#### Extract to read
◆ ◆ ◆

Even if cricket betting not a scheduled offence under PMLA, proceeds from such activities are untraceable, thus qualify as proceeds of crime, says court

GujaratBoth were challenged by the accused in their petitions filed before the Delhi HC.

The Delhi High Court Monday rejected a bunch of petitions filed by several accused in a multi-crore international cricket betting scam from 2015 challenging the provisional attachment orders issued by the ED over a decade ago.

Dismissing the pleas, the Delhi HC held that even if cricket betting is not a separate predicate offence under which PMLA prosecution can be initiated, profits from such activity remain untraceable and would thus constitute as proceeds of crime.

The ED, which has pegged the proceeds of crime at Rs 2,400 crores, had started probing the case after the Vadodara police in Gujarat had lodged an FIR against four individuals from the state, who were all partners of a firm ‘Maruti Ahmedabad’ (MA).

The modus operandi included betting on IPL matches through an online London-based platform betfair.com, banned in India in 2010, where the accused would buy super master-login credentials, and in turn would distribute the login IDs for use by individual bettors.

According to the ED’s allegations, the accused earned the proceeds of crime “through illegal betting activities, by placing and accepting bets on various matches played during 2014-2015, involving bookies and punters located in India, Dubai, Pakistan and other nations across the world.”

◆ ◆ ◆

[Records of labeled points]
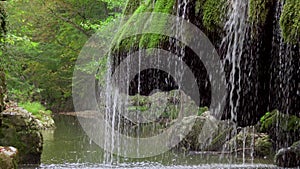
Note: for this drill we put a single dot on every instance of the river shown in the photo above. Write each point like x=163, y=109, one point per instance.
x=68, y=147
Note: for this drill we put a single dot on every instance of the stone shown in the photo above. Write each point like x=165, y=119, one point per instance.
x=201, y=133
x=248, y=140
x=21, y=130
x=283, y=129
x=8, y=157
x=288, y=157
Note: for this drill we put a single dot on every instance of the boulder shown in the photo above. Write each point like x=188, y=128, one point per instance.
x=289, y=157
x=8, y=157
x=20, y=129
x=248, y=140
x=201, y=133
x=283, y=129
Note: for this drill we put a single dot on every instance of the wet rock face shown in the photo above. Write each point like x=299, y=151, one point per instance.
x=250, y=141
x=289, y=157
x=206, y=133
x=21, y=130
x=283, y=129
x=8, y=157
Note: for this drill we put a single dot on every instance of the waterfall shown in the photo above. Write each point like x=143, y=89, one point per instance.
x=233, y=44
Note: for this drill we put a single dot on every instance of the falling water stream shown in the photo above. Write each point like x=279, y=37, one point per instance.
x=81, y=152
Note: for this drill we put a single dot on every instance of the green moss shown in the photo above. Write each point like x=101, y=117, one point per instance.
x=286, y=122
x=146, y=40
x=202, y=110
x=213, y=13
x=290, y=21
x=131, y=6
x=259, y=10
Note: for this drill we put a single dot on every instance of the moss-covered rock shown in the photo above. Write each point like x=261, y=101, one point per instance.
x=290, y=21
x=283, y=129
x=160, y=107
x=214, y=14
x=8, y=157
x=21, y=130
x=205, y=133
x=259, y=10
x=248, y=139
x=146, y=40
x=289, y=157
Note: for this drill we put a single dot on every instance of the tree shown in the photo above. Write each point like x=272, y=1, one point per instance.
x=3, y=31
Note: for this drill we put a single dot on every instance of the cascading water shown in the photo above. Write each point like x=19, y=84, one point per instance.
x=233, y=44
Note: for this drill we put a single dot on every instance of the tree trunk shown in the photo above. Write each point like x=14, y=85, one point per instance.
x=3, y=17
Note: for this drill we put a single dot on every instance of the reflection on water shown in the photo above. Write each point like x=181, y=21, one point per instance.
x=68, y=147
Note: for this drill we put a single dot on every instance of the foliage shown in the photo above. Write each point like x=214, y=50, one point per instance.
x=44, y=40
x=259, y=10
x=284, y=121
x=146, y=40
x=290, y=21
x=213, y=12
x=34, y=107
x=202, y=110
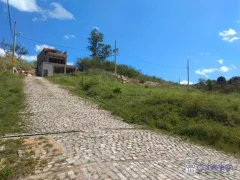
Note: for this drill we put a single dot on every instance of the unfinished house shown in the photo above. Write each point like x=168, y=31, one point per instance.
x=50, y=61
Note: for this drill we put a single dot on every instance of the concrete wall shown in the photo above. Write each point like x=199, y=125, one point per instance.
x=45, y=67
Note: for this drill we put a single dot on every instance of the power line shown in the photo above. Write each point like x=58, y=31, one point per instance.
x=163, y=65
x=169, y=66
x=67, y=47
x=9, y=18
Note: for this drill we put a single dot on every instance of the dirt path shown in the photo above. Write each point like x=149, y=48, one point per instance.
x=95, y=145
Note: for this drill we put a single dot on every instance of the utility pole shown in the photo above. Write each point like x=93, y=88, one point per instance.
x=14, y=46
x=188, y=70
x=115, y=57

◆ ◆ ◆

#### Objective 1
In the cricket betting article, at what amount has the ED pegged the proceeds of crime?
#### Objective 2
Please write the next few paragraphs of the cricket betting article, picking up after its last sentence.
The records have no connection to the text.

#### Final result 1
Rs 2,400 crores.

#### Final result 2
With cricket betting not part of scheduled offences for which Prevention of Money Laundering Act (PMLA) prosecution can be initiated, the Delhi HC, however, held, “It is also important to note that, even if a downstream activity, such as conducting betting, is not a scheduled offence, profits generated from such activity remain traceable to the original tainted property, especially when the said downstream activity is a final manifestation of a chain of criminality, intricately interwoven with multiple preceding criminal acts, any profit derived therefrom clearly constituting “proceeds of crime” within the contours of the PMLA…Therefore, any benefit indirectly derived by the usage of Super Master Login IDs, would constitute proceeds of crime…even if cricket betting is not a separate predicate offence, non-availability of the Super Master IDs, which was a culmination of a series of criminal activities related to a scheduled offence, would have made the international cricket betting racket non-functional.”

Those who filed petitions before the Delhi HC include two international bookies identified as Girish Patel alias Tommy, from Unjha in north Gujarat, and Kiran Thakkar alias Mala, a resident of Maninagar, Ahmedabad, and Delhi-based bookies Mukesh Kumar Sharma alias ‘Mukesh Delhi’, among others.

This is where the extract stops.